• [Task details]
From the data below, give as a numbered list the lines starting at the one containing "Retail shelf audit — identify every stainless steel microwave" and ending at the one containing "261, 476, 960, 640", both included. Leave out any blank lines.

• [Recorded information]
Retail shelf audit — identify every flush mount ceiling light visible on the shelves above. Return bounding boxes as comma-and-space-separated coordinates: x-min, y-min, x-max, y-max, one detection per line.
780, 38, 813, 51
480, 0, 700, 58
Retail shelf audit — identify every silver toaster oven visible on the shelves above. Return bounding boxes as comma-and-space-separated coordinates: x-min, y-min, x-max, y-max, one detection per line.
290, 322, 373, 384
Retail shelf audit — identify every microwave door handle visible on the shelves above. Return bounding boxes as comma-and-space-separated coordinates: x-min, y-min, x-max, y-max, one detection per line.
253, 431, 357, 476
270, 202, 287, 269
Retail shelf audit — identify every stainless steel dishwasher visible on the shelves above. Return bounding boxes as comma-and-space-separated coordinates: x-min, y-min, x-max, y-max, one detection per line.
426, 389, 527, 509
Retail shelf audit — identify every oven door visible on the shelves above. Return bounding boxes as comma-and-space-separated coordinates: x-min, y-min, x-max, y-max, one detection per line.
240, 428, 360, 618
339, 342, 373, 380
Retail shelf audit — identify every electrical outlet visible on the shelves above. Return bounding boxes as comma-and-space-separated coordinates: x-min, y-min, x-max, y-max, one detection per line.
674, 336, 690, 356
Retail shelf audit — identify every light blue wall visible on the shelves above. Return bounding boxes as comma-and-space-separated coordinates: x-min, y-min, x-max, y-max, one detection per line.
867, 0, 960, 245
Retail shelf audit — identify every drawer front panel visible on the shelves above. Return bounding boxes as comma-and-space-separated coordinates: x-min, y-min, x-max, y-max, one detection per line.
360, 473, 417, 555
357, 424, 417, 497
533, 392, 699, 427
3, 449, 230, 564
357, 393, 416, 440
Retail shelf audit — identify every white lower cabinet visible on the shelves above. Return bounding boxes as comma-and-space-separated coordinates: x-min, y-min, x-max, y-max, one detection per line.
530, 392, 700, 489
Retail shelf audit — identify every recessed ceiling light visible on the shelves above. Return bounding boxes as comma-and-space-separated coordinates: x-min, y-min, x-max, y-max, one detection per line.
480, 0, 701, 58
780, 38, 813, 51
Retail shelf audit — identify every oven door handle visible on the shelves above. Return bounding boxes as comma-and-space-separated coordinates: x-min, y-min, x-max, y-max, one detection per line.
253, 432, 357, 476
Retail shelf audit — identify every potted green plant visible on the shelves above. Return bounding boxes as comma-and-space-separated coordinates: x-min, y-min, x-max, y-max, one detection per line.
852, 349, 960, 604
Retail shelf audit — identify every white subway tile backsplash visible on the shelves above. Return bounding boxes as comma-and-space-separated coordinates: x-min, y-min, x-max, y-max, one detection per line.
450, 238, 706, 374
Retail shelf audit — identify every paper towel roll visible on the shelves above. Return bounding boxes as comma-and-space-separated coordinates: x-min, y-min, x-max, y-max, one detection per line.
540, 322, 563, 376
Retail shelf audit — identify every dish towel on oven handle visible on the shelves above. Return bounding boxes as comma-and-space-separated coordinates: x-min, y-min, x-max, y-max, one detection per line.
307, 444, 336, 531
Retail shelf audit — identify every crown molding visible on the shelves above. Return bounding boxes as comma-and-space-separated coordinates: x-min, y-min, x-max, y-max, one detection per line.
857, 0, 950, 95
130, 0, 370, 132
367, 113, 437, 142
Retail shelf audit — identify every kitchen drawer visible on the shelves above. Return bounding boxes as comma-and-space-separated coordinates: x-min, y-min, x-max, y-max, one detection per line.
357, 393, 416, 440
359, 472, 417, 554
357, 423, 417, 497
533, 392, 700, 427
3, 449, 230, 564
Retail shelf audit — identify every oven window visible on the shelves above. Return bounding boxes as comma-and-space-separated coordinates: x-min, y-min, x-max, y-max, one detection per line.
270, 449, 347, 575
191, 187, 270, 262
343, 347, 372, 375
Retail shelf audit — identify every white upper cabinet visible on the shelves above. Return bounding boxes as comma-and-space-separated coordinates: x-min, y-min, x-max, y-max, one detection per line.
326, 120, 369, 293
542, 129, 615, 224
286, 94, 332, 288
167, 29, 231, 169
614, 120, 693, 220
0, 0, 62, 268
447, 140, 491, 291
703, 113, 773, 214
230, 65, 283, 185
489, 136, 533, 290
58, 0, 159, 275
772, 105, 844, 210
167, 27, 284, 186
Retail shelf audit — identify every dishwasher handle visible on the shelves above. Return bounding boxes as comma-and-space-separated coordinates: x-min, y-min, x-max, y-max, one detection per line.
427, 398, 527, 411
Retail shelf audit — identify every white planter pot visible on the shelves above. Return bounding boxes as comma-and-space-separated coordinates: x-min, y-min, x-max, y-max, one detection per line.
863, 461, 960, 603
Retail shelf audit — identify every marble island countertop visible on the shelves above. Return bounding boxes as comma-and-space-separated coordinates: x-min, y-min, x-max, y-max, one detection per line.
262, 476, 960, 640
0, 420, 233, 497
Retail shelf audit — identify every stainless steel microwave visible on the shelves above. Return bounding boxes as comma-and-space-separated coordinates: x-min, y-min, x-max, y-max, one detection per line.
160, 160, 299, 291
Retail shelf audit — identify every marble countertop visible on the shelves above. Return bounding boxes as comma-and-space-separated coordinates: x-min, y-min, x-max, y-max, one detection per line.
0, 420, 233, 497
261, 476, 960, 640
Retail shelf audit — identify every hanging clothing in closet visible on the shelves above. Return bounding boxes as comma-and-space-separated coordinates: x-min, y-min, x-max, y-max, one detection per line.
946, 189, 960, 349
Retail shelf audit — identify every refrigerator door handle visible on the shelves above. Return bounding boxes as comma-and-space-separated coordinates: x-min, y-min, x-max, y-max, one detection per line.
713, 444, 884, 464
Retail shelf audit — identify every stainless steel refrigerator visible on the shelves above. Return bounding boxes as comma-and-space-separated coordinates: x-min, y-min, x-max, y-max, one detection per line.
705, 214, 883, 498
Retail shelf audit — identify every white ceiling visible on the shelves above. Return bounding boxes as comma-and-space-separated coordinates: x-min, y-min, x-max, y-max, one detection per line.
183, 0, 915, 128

• [Result]
1. Retail shelf audit — identify every stainless steel microwave visible on the shelves above. Return bounding boxes as comma-and-space-separated coordinates: x-min, y-min, x-max, y-max, one detection per line.
2. 160, 160, 299, 291
3. Retail shelf audit — identify every marble countertop visible on the shelves above. Return bounding boxes as comma-and-space-separated coordinates: x-min, y-min, x-max, y-max, one detection per line.
4. 0, 420, 233, 497
5. 261, 476, 960, 640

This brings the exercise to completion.